### Prompt
Edit the rows by replacing "outline" with "contour" and leave everything else unchanged.

Object outline annotations:

□ □ □ □

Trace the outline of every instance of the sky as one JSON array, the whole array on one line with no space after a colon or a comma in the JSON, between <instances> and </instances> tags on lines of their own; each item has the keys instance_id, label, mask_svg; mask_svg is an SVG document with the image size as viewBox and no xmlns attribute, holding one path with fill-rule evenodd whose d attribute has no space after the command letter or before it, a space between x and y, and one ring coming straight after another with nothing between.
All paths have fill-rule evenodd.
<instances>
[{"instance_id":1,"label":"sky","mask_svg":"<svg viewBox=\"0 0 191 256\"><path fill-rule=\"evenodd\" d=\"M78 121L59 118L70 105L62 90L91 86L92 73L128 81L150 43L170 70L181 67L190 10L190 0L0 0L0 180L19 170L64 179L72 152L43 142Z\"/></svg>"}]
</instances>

□ □ □ □

### Response below
Trace the contour of every instance of the sky as one JSON array, the whole array on one line with no space after a colon or a comma in the JSON, between <instances> and </instances> tags on lines of their own; each item has the keys instance_id, label, mask_svg; mask_svg is an SVG document with the image size as viewBox and no xmlns attribute, holding one path with fill-rule evenodd whose d attribute has no space after the command letter or before it, a space between x and y, and one ring coming straight after another with nothing between.
All paths have fill-rule evenodd.
<instances>
[{"instance_id":1,"label":"sky","mask_svg":"<svg viewBox=\"0 0 191 256\"><path fill-rule=\"evenodd\" d=\"M78 121L59 118L70 105L62 90L91 86L92 73L128 81L150 43L170 70L181 67L190 10L190 0L0 0L0 180L19 170L64 179L72 152L43 142Z\"/></svg>"}]
</instances>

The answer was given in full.